AVAILABLE RECORDS:
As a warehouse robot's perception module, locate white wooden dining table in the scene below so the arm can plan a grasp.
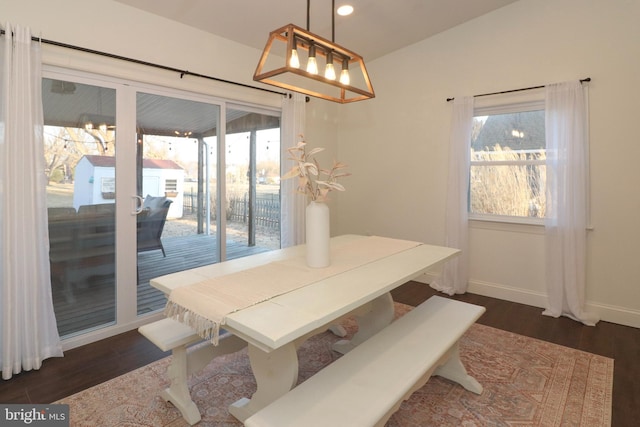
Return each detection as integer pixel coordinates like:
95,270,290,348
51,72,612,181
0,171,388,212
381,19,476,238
151,235,459,422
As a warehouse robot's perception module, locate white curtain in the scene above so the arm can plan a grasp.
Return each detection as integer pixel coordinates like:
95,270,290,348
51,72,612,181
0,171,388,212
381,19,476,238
431,97,473,295
280,92,306,248
0,24,62,380
544,81,598,325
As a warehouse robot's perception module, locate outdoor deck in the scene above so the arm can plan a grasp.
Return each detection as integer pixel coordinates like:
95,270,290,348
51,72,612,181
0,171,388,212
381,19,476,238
53,235,272,337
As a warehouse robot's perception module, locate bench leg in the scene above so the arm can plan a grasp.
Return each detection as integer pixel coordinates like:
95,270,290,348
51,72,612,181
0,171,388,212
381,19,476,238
161,346,201,425
229,343,298,423
433,343,482,394
331,293,394,354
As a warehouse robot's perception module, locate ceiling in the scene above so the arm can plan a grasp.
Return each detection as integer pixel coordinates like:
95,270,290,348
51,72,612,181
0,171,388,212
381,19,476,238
115,0,517,61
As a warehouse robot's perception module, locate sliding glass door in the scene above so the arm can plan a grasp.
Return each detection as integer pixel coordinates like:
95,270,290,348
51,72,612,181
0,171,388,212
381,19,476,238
42,69,280,342
42,78,117,337
136,92,221,315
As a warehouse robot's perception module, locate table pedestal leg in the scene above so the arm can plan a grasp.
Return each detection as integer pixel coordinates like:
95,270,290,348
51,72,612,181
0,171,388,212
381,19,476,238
229,343,298,422
331,293,394,354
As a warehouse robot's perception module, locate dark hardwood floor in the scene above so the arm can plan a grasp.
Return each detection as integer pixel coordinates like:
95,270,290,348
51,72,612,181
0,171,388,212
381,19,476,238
0,282,640,427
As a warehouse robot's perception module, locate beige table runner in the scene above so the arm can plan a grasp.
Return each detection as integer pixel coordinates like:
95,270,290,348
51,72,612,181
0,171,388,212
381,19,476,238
165,236,421,345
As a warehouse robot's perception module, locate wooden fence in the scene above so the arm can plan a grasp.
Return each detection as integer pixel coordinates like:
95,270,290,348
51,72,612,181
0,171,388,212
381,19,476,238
183,192,280,230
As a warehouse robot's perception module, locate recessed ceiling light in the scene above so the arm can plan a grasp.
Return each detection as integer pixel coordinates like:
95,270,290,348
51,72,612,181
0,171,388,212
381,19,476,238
337,4,353,16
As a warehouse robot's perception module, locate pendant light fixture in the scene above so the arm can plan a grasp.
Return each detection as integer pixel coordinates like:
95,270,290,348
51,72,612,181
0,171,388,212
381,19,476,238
253,0,375,104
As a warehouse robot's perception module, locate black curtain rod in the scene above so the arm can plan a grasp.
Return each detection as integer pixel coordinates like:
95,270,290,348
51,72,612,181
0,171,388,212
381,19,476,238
0,30,286,96
447,77,591,102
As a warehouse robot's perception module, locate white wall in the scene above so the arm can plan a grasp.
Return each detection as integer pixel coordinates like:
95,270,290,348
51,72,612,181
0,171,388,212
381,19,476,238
336,0,640,327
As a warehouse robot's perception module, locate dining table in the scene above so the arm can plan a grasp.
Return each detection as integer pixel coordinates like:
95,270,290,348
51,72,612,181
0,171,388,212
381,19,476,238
151,235,460,422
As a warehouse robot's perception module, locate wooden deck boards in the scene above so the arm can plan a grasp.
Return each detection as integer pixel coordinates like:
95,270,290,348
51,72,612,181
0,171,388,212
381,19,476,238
52,235,270,337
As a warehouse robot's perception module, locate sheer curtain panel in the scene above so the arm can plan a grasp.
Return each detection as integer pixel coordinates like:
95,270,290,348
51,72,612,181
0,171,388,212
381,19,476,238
543,81,598,325
431,97,473,295
0,24,62,380
280,92,306,248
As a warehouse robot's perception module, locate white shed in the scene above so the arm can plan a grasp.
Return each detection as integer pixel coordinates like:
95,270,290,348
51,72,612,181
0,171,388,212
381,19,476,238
73,155,185,218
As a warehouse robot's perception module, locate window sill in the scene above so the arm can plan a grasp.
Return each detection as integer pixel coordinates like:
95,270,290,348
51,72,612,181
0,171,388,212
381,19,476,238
469,214,545,234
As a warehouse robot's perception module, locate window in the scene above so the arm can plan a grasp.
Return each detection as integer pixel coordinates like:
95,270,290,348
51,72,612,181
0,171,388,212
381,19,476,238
469,103,546,222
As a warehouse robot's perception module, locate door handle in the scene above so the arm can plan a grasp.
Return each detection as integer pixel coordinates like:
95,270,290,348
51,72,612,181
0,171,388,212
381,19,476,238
131,196,144,215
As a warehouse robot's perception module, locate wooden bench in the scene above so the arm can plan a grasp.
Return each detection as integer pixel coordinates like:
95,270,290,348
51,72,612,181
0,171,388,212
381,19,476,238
138,319,247,425
245,296,485,427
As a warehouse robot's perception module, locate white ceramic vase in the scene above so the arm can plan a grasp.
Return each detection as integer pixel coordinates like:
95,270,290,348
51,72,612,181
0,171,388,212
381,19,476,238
305,202,331,268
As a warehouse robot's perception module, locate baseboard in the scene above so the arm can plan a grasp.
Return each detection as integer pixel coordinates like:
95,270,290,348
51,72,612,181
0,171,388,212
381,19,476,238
414,273,640,328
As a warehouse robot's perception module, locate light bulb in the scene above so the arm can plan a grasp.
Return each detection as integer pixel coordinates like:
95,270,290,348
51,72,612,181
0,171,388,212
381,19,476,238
289,48,300,68
289,37,300,68
340,59,351,85
324,52,336,80
307,44,318,74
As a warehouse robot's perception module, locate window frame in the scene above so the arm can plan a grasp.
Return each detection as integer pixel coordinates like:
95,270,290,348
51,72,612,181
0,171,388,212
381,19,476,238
467,95,546,226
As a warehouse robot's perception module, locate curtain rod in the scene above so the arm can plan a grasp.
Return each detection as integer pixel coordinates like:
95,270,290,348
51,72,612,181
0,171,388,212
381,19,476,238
447,77,591,102
0,30,286,96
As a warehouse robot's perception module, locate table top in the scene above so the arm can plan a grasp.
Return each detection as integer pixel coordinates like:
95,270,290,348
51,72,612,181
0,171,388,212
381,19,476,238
151,235,459,351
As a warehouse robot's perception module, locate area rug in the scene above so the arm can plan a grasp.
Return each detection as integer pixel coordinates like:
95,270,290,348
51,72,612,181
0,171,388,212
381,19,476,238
56,304,613,427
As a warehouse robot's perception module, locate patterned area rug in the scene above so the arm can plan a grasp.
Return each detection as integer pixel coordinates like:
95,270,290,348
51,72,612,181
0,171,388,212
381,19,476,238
56,304,613,427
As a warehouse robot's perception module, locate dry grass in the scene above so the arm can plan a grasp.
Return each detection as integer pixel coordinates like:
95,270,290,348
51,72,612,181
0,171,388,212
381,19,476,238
470,146,546,218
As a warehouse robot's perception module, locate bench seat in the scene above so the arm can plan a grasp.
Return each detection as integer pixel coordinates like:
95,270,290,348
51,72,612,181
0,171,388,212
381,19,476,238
245,296,485,427
138,318,247,425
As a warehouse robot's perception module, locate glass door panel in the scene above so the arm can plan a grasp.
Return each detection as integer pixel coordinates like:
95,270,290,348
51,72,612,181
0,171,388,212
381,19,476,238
136,93,220,315
225,107,280,254
42,78,116,338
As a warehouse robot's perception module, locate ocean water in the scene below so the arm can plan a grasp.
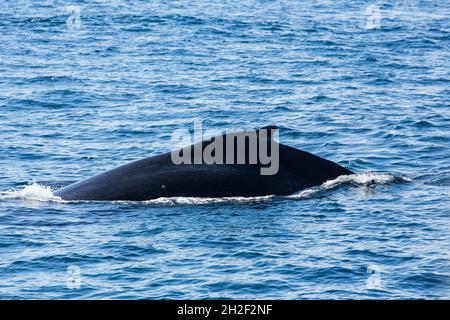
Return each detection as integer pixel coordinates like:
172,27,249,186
0,0,450,299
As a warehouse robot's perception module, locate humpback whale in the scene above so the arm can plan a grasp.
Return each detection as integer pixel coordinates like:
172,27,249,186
54,126,353,201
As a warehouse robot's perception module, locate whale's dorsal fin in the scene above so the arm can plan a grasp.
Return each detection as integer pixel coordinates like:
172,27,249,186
256,125,278,139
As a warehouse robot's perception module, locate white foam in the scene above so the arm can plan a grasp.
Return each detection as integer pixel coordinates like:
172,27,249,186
0,172,411,206
144,195,274,205
287,172,412,199
0,182,61,201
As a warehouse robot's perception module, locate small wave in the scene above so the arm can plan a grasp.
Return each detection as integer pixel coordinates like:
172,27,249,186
0,182,61,201
0,172,412,206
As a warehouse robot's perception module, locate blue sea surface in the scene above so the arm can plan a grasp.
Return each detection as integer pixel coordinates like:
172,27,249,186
0,0,450,299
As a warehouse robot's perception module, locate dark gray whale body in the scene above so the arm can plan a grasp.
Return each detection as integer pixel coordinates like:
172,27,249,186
55,127,353,201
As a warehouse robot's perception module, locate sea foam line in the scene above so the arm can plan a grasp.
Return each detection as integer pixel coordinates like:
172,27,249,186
0,172,412,206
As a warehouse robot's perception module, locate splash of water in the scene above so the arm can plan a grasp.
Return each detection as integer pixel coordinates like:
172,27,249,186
0,172,411,206
287,172,412,199
0,182,61,201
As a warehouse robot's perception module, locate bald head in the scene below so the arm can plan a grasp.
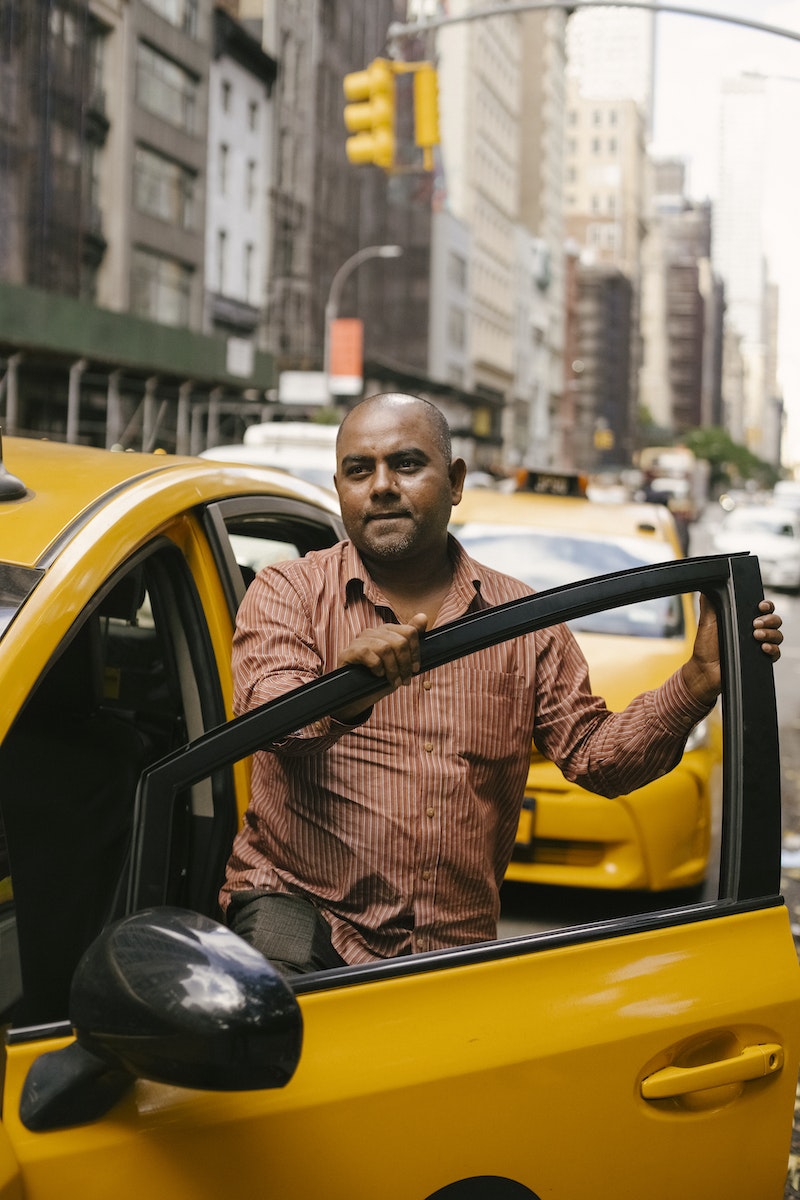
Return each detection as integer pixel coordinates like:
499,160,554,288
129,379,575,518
336,391,452,467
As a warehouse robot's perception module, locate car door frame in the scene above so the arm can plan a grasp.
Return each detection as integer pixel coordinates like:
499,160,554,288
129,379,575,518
127,553,781,926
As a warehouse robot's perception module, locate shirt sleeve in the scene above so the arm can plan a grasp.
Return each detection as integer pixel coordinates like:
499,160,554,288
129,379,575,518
534,626,712,797
231,566,372,755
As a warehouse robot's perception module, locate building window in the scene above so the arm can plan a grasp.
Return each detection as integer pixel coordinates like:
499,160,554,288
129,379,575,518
217,229,228,295
133,146,197,229
136,42,198,133
144,0,198,37
242,241,255,302
131,246,193,325
447,308,467,349
245,158,257,211
447,250,467,292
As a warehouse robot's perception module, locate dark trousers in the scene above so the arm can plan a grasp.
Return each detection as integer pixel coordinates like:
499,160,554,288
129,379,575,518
228,890,344,976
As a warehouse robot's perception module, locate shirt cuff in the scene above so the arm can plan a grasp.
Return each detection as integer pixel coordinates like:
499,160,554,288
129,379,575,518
654,668,716,736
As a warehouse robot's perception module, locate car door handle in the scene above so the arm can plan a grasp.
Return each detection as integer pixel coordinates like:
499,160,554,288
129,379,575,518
642,1042,783,1100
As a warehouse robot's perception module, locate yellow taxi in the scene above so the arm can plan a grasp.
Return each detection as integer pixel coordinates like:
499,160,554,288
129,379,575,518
451,482,721,892
0,439,800,1200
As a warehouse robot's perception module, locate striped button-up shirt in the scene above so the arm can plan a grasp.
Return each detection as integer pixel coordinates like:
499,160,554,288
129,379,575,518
221,539,708,962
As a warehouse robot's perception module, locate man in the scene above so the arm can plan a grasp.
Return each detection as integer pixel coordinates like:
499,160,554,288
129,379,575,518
221,394,783,973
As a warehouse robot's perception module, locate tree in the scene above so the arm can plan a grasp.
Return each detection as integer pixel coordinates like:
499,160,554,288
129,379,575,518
681,426,780,491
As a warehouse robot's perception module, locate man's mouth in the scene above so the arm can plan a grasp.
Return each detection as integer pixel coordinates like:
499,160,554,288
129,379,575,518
365,511,411,522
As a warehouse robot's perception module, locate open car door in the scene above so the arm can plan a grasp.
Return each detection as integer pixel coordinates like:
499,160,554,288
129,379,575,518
0,556,800,1200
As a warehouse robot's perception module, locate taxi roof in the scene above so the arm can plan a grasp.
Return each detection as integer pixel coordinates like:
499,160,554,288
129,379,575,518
0,437,339,566
451,488,679,553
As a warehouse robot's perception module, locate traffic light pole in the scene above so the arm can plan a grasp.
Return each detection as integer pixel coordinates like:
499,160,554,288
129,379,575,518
324,246,403,403
386,0,800,50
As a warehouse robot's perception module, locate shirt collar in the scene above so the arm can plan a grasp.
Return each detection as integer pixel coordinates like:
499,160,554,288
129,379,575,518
343,534,492,623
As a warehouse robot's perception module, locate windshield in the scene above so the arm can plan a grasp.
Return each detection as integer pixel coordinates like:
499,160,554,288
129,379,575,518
723,506,795,538
453,523,684,637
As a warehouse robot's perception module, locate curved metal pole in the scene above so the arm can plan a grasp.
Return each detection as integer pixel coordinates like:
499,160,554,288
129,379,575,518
386,0,800,50
323,245,403,402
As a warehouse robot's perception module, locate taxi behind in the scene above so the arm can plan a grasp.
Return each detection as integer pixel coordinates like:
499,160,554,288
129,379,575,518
451,472,721,892
0,439,800,1200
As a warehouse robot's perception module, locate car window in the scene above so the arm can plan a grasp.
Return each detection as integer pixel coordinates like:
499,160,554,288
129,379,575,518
203,496,343,618
723,506,795,538
456,523,685,637
0,541,236,1024
125,560,774,991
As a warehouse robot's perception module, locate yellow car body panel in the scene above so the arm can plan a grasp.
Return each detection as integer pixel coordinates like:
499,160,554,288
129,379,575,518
451,488,721,892
4,910,800,1200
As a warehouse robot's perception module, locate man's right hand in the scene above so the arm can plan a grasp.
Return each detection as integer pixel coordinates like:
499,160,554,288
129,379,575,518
333,612,428,722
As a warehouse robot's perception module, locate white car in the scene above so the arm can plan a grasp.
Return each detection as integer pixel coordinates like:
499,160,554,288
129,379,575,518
712,504,800,592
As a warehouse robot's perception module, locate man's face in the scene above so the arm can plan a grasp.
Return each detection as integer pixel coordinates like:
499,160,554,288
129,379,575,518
335,403,465,562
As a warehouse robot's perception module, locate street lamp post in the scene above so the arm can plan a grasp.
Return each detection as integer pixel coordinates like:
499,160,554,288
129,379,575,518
324,246,403,401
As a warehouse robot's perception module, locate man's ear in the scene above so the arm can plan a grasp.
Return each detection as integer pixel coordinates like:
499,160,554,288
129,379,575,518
449,458,467,504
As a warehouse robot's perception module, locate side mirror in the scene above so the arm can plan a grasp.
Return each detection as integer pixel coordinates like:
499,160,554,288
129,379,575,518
20,907,302,1129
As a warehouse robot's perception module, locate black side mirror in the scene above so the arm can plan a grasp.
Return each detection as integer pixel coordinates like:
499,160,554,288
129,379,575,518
20,907,302,1129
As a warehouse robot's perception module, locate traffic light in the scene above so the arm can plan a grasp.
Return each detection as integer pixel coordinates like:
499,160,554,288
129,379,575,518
414,62,439,170
343,59,395,170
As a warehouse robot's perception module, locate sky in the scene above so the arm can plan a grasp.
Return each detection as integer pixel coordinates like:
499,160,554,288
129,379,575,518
651,0,800,466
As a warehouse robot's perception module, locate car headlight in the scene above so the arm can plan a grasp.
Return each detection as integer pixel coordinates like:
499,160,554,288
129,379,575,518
684,718,709,754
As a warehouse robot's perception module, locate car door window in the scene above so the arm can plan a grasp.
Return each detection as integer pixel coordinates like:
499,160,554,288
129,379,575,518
203,496,344,617
0,539,231,1024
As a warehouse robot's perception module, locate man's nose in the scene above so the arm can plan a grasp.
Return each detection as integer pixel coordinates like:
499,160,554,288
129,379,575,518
372,462,397,492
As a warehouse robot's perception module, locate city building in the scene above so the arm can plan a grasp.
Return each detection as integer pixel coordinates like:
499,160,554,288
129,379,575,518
0,0,273,450
639,160,723,438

WRITTEN PROBLEM:
Update the stretch of the listing from the line containing "As a warehouse robot's perception module, locate table top" through the line containing "151,235,459,351", replacing "integer" with "whole-number" and leaving everything else unchanged. Give only those lines.

ANSWER FOR THIS EXERCISE:
As a warehouse robot's perception module, locate table top in the scene above so the arm can plan a grasp.
Return each detection as whole-number pixel coordinates like:
95,270,290,348
51,72,612,181
0,171,388,212
381,19,476,238
151,235,459,351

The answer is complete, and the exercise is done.